Reproduce the entire listing word for word.

_ _ _ _ _ _ _

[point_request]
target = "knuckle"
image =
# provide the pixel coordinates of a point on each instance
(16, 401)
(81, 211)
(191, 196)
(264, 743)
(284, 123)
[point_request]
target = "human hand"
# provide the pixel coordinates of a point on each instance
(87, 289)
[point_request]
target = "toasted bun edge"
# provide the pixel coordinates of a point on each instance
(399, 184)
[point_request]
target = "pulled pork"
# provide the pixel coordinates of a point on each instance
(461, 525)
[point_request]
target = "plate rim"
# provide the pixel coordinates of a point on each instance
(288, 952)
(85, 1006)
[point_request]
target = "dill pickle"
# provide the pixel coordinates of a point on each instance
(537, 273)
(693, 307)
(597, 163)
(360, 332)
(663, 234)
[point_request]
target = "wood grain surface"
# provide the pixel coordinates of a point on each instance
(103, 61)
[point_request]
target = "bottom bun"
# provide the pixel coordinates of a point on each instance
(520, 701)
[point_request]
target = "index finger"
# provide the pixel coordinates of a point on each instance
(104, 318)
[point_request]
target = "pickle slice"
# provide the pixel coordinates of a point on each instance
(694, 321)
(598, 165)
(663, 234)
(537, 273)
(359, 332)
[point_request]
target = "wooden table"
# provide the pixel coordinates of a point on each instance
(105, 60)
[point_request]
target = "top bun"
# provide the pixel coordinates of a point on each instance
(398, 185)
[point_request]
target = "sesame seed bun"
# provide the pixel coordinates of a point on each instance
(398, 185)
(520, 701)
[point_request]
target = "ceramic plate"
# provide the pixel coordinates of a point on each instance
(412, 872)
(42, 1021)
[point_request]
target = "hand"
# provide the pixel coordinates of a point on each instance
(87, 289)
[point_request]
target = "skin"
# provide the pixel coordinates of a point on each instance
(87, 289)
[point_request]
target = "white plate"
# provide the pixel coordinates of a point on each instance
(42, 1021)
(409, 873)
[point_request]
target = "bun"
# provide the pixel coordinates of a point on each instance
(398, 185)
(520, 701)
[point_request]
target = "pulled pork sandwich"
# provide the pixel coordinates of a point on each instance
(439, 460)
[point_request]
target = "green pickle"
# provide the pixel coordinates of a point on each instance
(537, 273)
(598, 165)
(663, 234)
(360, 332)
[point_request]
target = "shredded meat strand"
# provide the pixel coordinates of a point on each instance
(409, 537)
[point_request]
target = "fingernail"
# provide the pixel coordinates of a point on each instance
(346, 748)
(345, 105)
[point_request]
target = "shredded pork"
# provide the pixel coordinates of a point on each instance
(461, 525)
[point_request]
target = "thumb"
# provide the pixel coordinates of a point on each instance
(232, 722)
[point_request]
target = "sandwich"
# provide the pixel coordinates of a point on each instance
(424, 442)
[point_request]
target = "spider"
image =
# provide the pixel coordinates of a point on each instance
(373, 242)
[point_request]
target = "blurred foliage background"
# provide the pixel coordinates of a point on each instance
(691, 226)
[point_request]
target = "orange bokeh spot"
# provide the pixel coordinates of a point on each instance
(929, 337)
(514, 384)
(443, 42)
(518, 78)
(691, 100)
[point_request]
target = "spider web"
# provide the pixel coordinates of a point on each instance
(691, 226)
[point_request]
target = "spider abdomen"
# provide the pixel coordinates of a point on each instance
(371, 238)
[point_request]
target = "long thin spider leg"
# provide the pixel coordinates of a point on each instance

_ _ _ _ _ _ _

● **Written reply**
[point_request]
target = "knuckle"
image =
# provide the pixel coordinates of a point on each instance
(16, 401)
(81, 211)
(191, 196)
(264, 743)
(284, 123)
[point_request]
target = "human hand"
# provide the pixel coordinates of a point on each instance
(87, 289)
[point_request]
target = "toasted bun edge"
# provide the pixel coordinates of a point on each instance
(399, 184)
[point_request]
target = "pulled pork"
# provide the pixel coordinates of a point on each instance
(461, 525)
[point_request]
target = "plate rim"
# provide the pixel coordinates of a point on each instance
(288, 952)
(85, 1006)
[point_request]
target = "dill pickle"
# provide the pixel coordinates of a point on each instance
(537, 273)
(693, 307)
(597, 163)
(360, 332)
(663, 234)
[point_request]
target = "wood grain surface"
# provide the pixel coordinates of a point on each instance
(103, 61)
[point_request]
target = "bottom bun"
# provide the pixel coordinates of a point on each instance
(520, 701)
[point_request]
target = "index finger"
# provide the pixel coordinates of a point on each instance
(104, 318)
[point_request]
target = "pickle slice"
# provide the pixel coordinates of a point on each instance
(694, 321)
(598, 165)
(663, 234)
(537, 273)
(359, 332)
[point_request]
target = "wooden table"
# provide the pixel coordinates of a point on each instance
(105, 60)
[point_request]
target = "top bun"
# provide the pixel coordinates of a point on each instance
(398, 185)
[point_request]
target = "sesame seed bun"
# provide the pixel coordinates of a point on each instance
(398, 185)
(520, 701)
[point_request]
target = "ceramic plate"
# provide the pixel coordinates of a point on each instance
(412, 872)
(42, 1021)
[point_request]
target = "hand"
# provide the pixel coordinates of a point on each instance
(87, 289)
[point_request]
target = "skin"
# provide the pixel coordinates of a point on each instance
(87, 289)
[point_request]
target = "white plate"
# provide the pixel coordinates of a point on each instance
(42, 1021)
(409, 873)
[point_request]
target = "bun"
# provide the pixel coordinates of a point on each instance
(398, 185)
(520, 701)
[point_request]
target = "pulled pork sandwich"
# provide the pixel coordinates of a point on each instance
(439, 460)
[point_request]
target = "green pickle"
# provide the pixel coordinates of a point on each instance
(537, 273)
(598, 165)
(663, 234)
(360, 332)
[point_request]
target = "shredded meat strand"
# provide the pixel coordinates of a point on each instance
(409, 537)
[point_request]
target = "fingernail"
# provide the pixel coordinates of a point on each instance
(346, 748)
(345, 105)
[point_request]
target = "shredded pork"
# provide the pixel coordinates of a point on each instance
(461, 525)
[point_request]
target = "thumb"
# provide the pixel coordinates of a point on each instance
(232, 722)
[point_request]
target = "sandwich"
# provide the pixel coordinates of a point on each instance
(424, 442)
[point_request]
target = "spider"
image =
# provide the pixel coordinates of a point on each instance
(373, 242)
[point_request]
target = "blurred foliage background"
# provide the pixel coordinates of a point on each instance
(691, 226)
[point_request]
target = "orange bokeh spot"
# provide the pixel coordinates of a point on each instance
(929, 337)
(514, 384)
(443, 42)
(518, 78)
(691, 100)
[point_request]
target = "spider web"
# provide the pixel coordinates of a point on each instance
(691, 226)
[point_request]
target = "spider abdomen"
# provide the pixel coordinates of a point on each instance
(371, 238)
[point_request]
target = "long thin spider leg"
# provide the pixel coordinates of a point on each instance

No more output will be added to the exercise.